What to work on → Continue the article on Hangzhou's preparations for the G20 Summit, starting after its final sentence.

Provided text →

-- Opening Marker --

Olympian exertions
All latest updatesNew roads and fake walls mean it’s summit time in China again
IF A Martian were to land on earth and be asked, based on effort put into spiffing itself up, which city was the Olympic host this year, there is a good chance it would guess Hangzhou. Rio de Janeiro struggled mightily with its preparations for the summer games, with mixed results. Hangzhou, by contrast, has left no stone unturned, no wall unpainted and no sewer unsealed in getting ready for the G20 Summit, an annual gathering of the leaders of the world’s 20 leading economies. Most hosts treat the G20 as a worthy, if rather dull, conference. But China has approached it with gusto, as is its wont with international events that let it showcase its modernity to the world.
Even if left in its original state, Hangzhou would surely have impressed visiting dignitaries and journalists. Just 40 minutes west of Shanghai by bullet train, it is one of China’s wealthiest cities. The misty waters of West Lake at its heart, fringed by rolling tea fields, have inspired poets for centuries. In recent years, it has become an entrepreneurial hub, most famously as the hometown of Alibaba, an e-commerce company.

-- Closing Marker --

Data records →
-- Opening Marker --

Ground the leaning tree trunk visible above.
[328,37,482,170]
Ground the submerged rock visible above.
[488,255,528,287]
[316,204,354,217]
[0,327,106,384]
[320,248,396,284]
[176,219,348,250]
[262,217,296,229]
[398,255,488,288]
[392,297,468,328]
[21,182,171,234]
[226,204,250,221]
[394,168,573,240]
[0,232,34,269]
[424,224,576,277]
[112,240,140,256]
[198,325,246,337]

-- Closing Marker --

Answer box →
But the G20 summit, to be held on September 4th and 5th, will be the first in China in the eight-year history of such meetings and a hugely important diplomatic occasion for President Xi Jinping. He clearly hopes that the event will highlight how central China has become to solving the world’s problems. (It will also involve what is likely to be his last meeting with Barack Obama before next year’s change of presidency in America, and may provide yet another opportunity to cosy up to Vladimir Putin of Russia.)
So the government is leaving nothing to chance. The city has plastered signs on lampposts and buses welcoming the G20 and exhorting residents to be on their best behaviour. Petrol stations alongside major arteries have been hidden behind new walls. Public offices will close for a special seven-day holiday. Private businesses have been urged to do the same, even though the summit itself only runs for two days. Hangzhou residents will receive 10 billion yuan ($1.5 billion) in tourism vouchers to visit other cities in Zhejiang province (of which Hangzhou is the capital) during the G20.
The city has also mobilised its masses. The mayor boasts that a 760,000-strong volunteer force stands ready to serve the G20. That number seems implausibly high for the summit alone, equating to a ratio of roughly 100 volunteers for every attendee. But it might just be true, if it includes all the students and retirees who will help patrol city streets during the meetings, whether to stop people from littering and jaywalking or simply to give visitors a smiling welcome.
For much of the past year Hangzhou has been a construction site, eliciting more scowls than smiles. Work crews have paved new roads, renovated hotels and completed a gleaming expo complex where the meetings will be held. With days to go, polluting factories around Hangzhou have already been ordered to halt production. Just as Beijing’s smog cleared up when it hosted APEC, another major economic forum, in 2014, so the skies over Hangzhou have turned unusually pristine in recent days.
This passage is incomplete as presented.